◆ **Written instruction a**:
List every practice that the first commenter in the latency/throughput tradeoffs thread gives as a bulleted point.

Latency/throughput tradeoffs, illustrated with coffee

Ixiaus · on Nov 26, 2019

I liked this article and how it was framed for businesses but it seems generally useful to many different types of activities:

- Pull requests should usually optimize for latency, not throughput (i.e. smaller PRs/changes are usually better)

- Release frequently instead of infrequently (implying that frequent releases will be smaller but in frequent releases will be very large)

- Non-strictness (latency-optimized) is more composable than strictness (throughput-optimized)

... this orbits another mental model I was exposed to a few years ago I call "weak-signal thinking".

neogodless · on Nov 26, 2019

What I find to be one of most annoying trade-offs of latency and throughput (and etiquette) are single lane bridges.

If there are three cars on either side, the fastest way to get all six cars crossed is to allow all of the cars on one side to go, and then all of the cars on the other side to go. There's some increased latency on the side that goes second, but 4 of the 6 cars end up crossing sooner (1 is the same either way, and 1 is slower) than they would with what actually happens.

◆ **Written instruction b**:
Echo the rows starting at the line that contains "[point] at the white sweater" and ending at the last of the rows, with both of those lines included.

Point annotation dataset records
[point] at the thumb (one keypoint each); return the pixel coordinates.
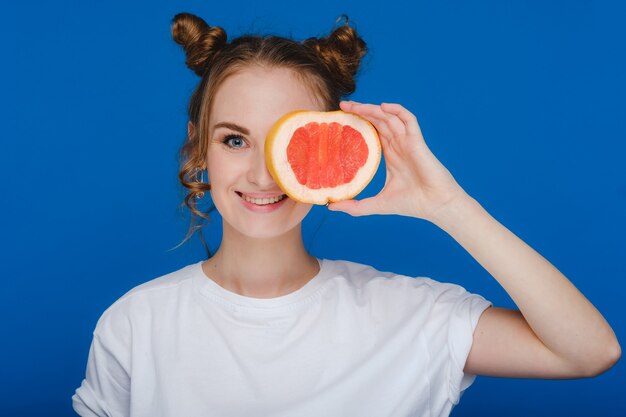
(355, 207)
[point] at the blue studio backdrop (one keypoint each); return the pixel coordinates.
(523, 101)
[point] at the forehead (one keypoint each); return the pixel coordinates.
(258, 96)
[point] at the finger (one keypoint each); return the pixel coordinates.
(356, 207)
(408, 118)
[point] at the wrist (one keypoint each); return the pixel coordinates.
(457, 211)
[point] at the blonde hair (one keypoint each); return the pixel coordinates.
(327, 65)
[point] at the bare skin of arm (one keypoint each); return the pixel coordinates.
(556, 333)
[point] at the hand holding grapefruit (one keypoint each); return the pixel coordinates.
(321, 157)
(416, 183)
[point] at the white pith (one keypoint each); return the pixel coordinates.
(263, 201)
(300, 192)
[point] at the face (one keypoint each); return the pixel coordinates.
(244, 108)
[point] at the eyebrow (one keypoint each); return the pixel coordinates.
(232, 126)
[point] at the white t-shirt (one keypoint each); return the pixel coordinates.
(352, 342)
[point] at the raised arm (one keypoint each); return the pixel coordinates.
(557, 332)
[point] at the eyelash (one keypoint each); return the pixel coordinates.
(227, 138)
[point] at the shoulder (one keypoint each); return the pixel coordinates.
(139, 302)
(388, 286)
(362, 275)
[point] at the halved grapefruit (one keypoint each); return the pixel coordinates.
(321, 157)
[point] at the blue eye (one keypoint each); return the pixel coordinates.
(234, 141)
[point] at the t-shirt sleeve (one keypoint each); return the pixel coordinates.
(105, 391)
(455, 314)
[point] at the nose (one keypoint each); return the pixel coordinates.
(258, 173)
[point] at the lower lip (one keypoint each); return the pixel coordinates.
(265, 208)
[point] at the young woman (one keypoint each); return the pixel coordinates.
(263, 328)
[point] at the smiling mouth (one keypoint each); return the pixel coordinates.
(262, 201)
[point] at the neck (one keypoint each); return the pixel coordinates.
(261, 268)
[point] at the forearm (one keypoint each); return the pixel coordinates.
(560, 316)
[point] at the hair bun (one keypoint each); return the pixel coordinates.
(341, 52)
(199, 40)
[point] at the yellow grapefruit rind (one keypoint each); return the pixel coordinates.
(277, 164)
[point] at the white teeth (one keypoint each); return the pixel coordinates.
(263, 201)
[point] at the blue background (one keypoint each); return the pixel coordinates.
(522, 101)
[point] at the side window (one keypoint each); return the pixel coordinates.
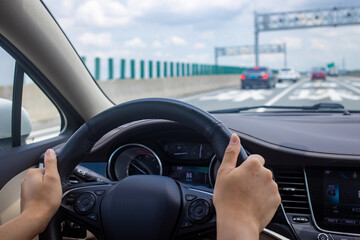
(7, 69)
(44, 116)
(27, 115)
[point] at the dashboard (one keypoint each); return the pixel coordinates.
(315, 160)
(138, 159)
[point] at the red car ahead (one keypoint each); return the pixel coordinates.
(318, 73)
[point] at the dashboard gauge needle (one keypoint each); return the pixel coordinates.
(139, 169)
(178, 154)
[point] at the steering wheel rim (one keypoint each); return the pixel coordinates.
(81, 142)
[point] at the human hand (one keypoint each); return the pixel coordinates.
(245, 197)
(41, 191)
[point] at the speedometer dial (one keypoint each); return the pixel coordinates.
(133, 159)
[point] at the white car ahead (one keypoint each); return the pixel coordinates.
(288, 74)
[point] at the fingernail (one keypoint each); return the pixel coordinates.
(233, 138)
(50, 153)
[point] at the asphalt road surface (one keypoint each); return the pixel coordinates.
(343, 90)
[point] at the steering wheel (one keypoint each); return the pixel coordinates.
(138, 207)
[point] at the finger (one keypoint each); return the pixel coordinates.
(257, 158)
(231, 154)
(50, 162)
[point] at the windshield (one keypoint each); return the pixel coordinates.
(203, 52)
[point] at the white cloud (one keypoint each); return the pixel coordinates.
(157, 44)
(105, 13)
(135, 42)
(178, 41)
(319, 44)
(199, 45)
(197, 58)
(291, 42)
(207, 35)
(100, 39)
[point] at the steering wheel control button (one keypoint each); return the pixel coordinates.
(70, 199)
(323, 236)
(190, 197)
(301, 219)
(186, 223)
(93, 217)
(99, 192)
(340, 237)
(199, 210)
(85, 202)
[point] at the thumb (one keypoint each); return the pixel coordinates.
(50, 163)
(231, 154)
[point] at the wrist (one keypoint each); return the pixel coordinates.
(36, 219)
(237, 228)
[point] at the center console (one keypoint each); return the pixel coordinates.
(334, 195)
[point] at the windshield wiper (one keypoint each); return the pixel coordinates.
(320, 107)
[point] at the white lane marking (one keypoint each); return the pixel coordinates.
(197, 96)
(317, 94)
(349, 87)
(283, 85)
(281, 94)
(239, 96)
(320, 84)
(46, 131)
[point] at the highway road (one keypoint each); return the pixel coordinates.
(343, 90)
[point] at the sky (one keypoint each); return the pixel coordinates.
(188, 31)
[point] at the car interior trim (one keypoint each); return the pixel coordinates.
(313, 217)
(111, 158)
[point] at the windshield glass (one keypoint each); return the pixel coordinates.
(198, 51)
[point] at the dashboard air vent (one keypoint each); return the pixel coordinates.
(291, 183)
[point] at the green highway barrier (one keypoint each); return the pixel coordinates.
(171, 69)
(158, 69)
(97, 68)
(111, 68)
(142, 69)
(122, 69)
(132, 71)
(163, 69)
(150, 69)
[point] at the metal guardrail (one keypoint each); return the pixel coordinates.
(162, 69)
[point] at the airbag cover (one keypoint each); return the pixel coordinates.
(141, 207)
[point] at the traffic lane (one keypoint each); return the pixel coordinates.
(237, 97)
(332, 90)
(343, 90)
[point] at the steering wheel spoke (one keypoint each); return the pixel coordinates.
(82, 204)
(140, 207)
(198, 212)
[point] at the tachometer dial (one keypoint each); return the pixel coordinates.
(133, 159)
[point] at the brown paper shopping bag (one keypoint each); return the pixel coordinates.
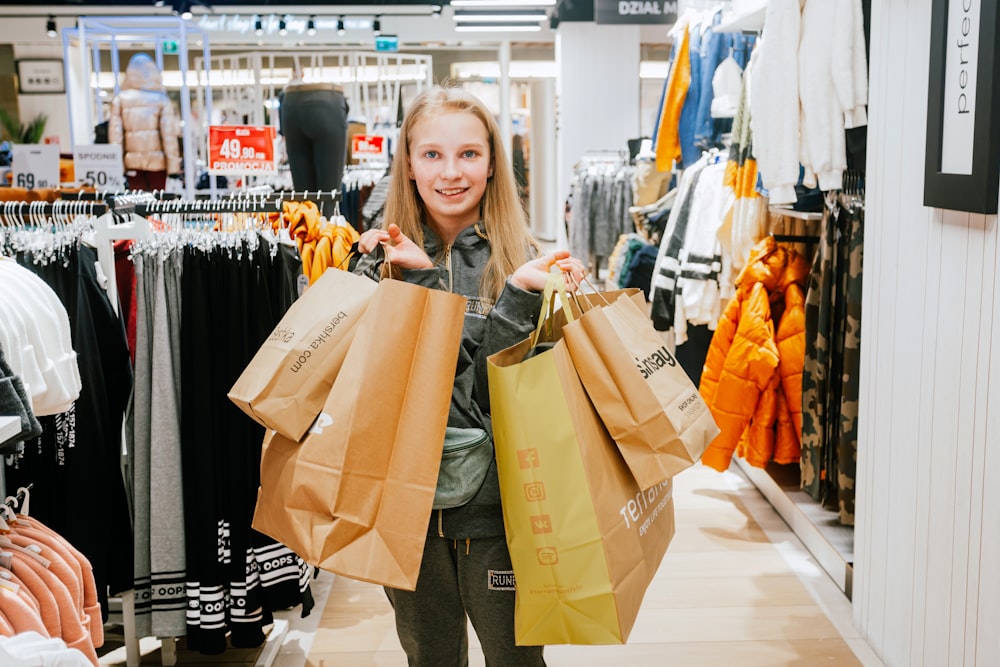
(585, 541)
(651, 407)
(285, 384)
(354, 496)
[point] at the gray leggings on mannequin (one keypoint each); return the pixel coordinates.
(314, 122)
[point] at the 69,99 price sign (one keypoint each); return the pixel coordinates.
(35, 166)
(241, 149)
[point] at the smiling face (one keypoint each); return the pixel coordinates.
(450, 163)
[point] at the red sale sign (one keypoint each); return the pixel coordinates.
(368, 146)
(241, 149)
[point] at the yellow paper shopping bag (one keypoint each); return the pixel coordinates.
(584, 539)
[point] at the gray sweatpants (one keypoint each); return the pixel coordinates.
(471, 577)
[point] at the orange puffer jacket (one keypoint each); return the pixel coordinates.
(752, 379)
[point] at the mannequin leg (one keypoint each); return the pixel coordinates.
(315, 127)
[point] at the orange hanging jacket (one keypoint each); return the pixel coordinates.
(752, 379)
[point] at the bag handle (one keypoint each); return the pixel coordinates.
(554, 284)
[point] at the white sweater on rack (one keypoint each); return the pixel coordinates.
(775, 102)
(833, 86)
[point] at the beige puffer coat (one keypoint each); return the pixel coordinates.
(143, 120)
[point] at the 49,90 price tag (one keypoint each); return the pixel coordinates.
(99, 166)
(35, 166)
(241, 149)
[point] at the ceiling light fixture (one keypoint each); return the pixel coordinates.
(498, 27)
(499, 16)
(484, 4)
(182, 8)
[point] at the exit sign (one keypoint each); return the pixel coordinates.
(387, 43)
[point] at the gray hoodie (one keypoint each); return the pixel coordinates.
(489, 327)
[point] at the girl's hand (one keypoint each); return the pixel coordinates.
(531, 276)
(370, 239)
(400, 251)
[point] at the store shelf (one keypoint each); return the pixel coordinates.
(819, 529)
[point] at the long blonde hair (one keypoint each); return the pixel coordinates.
(503, 218)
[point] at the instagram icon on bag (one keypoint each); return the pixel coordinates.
(534, 491)
(548, 556)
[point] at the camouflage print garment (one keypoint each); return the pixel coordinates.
(832, 358)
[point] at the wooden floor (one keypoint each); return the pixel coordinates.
(736, 587)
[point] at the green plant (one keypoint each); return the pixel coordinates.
(31, 133)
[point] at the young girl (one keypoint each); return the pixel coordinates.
(455, 222)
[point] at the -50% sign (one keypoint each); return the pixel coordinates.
(241, 149)
(99, 166)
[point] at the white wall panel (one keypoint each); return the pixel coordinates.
(927, 549)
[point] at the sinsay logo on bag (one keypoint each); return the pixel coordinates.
(654, 362)
(322, 421)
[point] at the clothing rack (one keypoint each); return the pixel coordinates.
(236, 203)
(39, 213)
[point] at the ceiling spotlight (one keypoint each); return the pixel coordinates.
(182, 8)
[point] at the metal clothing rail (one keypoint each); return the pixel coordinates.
(253, 203)
(39, 213)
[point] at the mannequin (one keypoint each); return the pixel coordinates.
(314, 123)
(144, 124)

◆ **Final result a**:
- Pull requests should usually optimize for latency, not throughput.
- Release frequently instead of infrequently.
- Non-strictness (latency-optimized) is more composable than strictness (throughput-optimized).

◆ **Final result b**:
[point] at the white sweater on rack (one keypoint each); return the pixel coordinates.
(775, 102)
(833, 86)
[point] at the beige puffer coat (one keypoint each); return the pixel coordinates.
(143, 120)
[point] at the 49,90 price tag (one keypoint each); return the pixel coordinates.
(99, 166)
(35, 166)
(241, 149)
[point] at the ceiling light fixture (one keypoint each); return the pixel coordinates.
(498, 27)
(499, 16)
(484, 4)
(182, 8)
[point] at the exit sign (one keypoint each); return the pixel coordinates.
(387, 43)
[point] at the gray hoodie (one keypoint each); return the pixel coordinates.
(489, 327)
[point] at the girl's hand (one keypoint each); return the pixel coordinates.
(531, 276)
(370, 239)
(400, 251)
[point] at the store shelf (one keypoint each); return the pixel coordinates.
(819, 529)
[point] at the long blonde hair (one keypoint each); return the pixel coordinates.
(503, 218)
[point] at the instagram icon on bag (one keypoint each); return the pixel coordinates.
(534, 491)
(548, 556)
[point] at the camouflage print garment (one keypoint each); return the pixel coordinates.
(832, 358)
[point] at the wooden floor (one keypoint each); return the pixel coordinates.
(736, 587)
[point] at the green plant (one keypoint each); return the pixel coordinates.
(31, 133)
[point] at the young girl (one keypoint each); return the pixel coordinates.
(455, 222)
[point] at the -50% sign (one keypoint each); return the pixel coordinates.
(241, 149)
(99, 166)
[point] at the white wall panel (one keypoint each); return the pixel coordinates.
(927, 549)
[point] at the sinsay logo on bag (one keypoint each); return the pixel coordinates.
(654, 362)
(322, 421)
[point] at the clothing rack (one keypoint each); return the pixel coordinates.
(236, 203)
(39, 213)
[point] at the ceiling spotlight (one keypoint each); return the pixel coordinates.
(182, 8)
[point] at the metal clothing rail (one keypoint each); return the pixel coordinates.
(253, 203)
(39, 213)
[point] at the mannequin (one keypoint each); return the pixel coordinates.
(314, 123)
(144, 124)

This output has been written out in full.